▶ _Task instructions_: Rewrite the stretch of the kernel-flashing forum thread from "When I use Task" through "stock or custom.", substituting "Task Killer" for every "Task Manager".

▶ _Document text_:
########

12. go to market and grab voodoo control app (the free one as this kernel has the latest voodoo sound drivers installed) and experience the awesomeness that is voodoo sound.

be sure to thank imoseyon for all his hard work by using the thanks button in the op where you got the kernel!

and if you want to see what the lagfix does, before you flash anything use the app quadrant standard to run a full benchmark, then do the same after and compare the results.

flashing a custom rom isn't much different than flashing a kernel, only you wipe data as well as both caches.


----------



## caustic386 (Nov 29, 2011)

Well you certainly made that easy. I assume CWM is the point at which the phone is officially rooted?

Unfortunately, quadrant ran fine before flashing custom kernel but now crashes at the h.264 test with error "Internal error during benchmark execution." I can immediately see a difference in boot/shutdown time, however.

When I use Task Manager to kill Quadrant, clearing the RAM closes 9 applications, but the active applications list shows nothing running. is this expected behavior?


----------



## mezster (Sep 3, 2011)

It wont be rooted, this procedure only gets you a custom recovery and kernel. If you want root on GB then you have to flash a rooted rom - either stock or custom.

So basically your phone will be exact same as before only now you have lagfix and sound enabled.


----------



## caustic386 (Nov 29, 2011)

Perfect - thank you very much for the writeup!


----------



## mezster (Sep 3, 2011)

caustic386 said:


> Unfortunately, quadrant ran fine before flashing custom kernel but now crashes at the h.264 test with error "Internal error during benchmark execution." I can immediately see a difference in boot/shutdown time, however.

########

▶ _Records_:
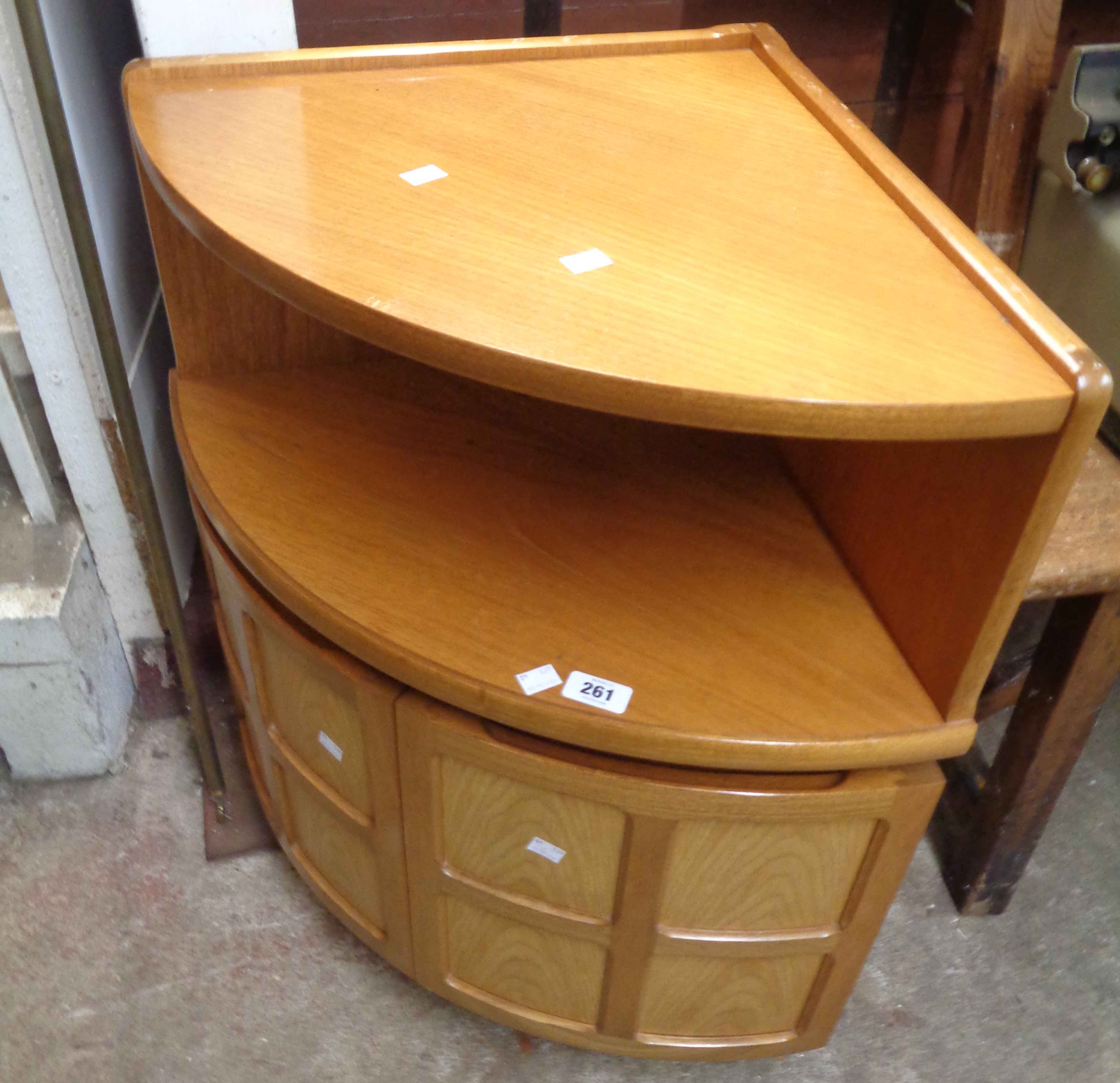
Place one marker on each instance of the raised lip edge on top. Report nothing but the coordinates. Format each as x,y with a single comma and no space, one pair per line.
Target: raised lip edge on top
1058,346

########

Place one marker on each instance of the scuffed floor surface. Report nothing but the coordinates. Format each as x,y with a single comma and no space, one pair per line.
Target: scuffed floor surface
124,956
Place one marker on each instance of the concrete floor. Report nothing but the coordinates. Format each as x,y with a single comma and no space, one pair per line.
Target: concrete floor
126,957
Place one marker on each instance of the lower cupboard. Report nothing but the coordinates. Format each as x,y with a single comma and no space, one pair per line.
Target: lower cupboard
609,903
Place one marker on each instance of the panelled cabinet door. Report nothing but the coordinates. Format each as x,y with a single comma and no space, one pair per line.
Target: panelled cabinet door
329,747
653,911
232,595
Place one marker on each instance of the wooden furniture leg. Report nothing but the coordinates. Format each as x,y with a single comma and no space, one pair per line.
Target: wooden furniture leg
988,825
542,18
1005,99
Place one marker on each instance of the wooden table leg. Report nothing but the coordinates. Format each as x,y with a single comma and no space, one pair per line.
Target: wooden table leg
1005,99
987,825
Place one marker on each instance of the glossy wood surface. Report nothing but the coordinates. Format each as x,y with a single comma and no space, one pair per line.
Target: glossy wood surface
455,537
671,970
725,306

########

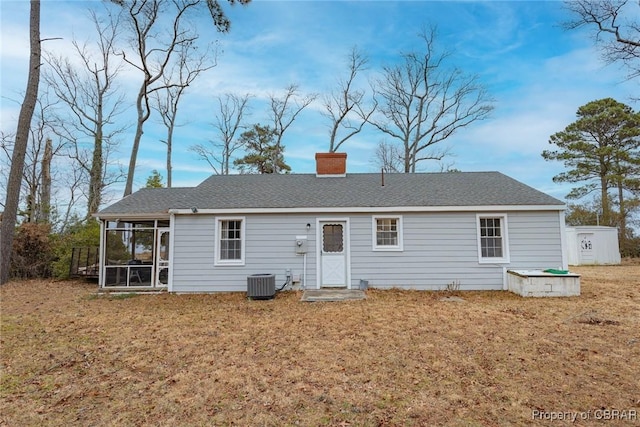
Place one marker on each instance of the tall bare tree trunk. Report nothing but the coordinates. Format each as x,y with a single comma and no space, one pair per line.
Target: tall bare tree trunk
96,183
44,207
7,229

########

▶ _Task result_:
When I use Task Killer to kill Quadrant, clearing the RAM closes 9 applications, but the active applications list shows nothing running. is this expected behavior?


----------



## mezster (Sep 3, 2011)

It wont be rooted, this procedure only gets you a custom recovery and kernel. If you want root on GB then you have to flash a rooted rom - either stock or custom.